Dataset entries on object locations:
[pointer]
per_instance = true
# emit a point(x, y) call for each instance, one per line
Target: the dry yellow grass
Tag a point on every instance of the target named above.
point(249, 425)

- **WHAT THE TASK ASKS**
Recast every line of the entries above as a Markdown table with the columns Row and Line. Number the rows in order and omit any blank lines.

- **FINISHED ANSWER**
| Row | Line |
|---|---|
| 1 | [pointer] |
| 2 | per_instance = true |
| 3 | # emit a point(x, y) call for each instance, one per line |
| 4 | Target: the dry yellow grass |
| 5 | Tag a point on every instance of the target named above. |
| 6 | point(249, 425) |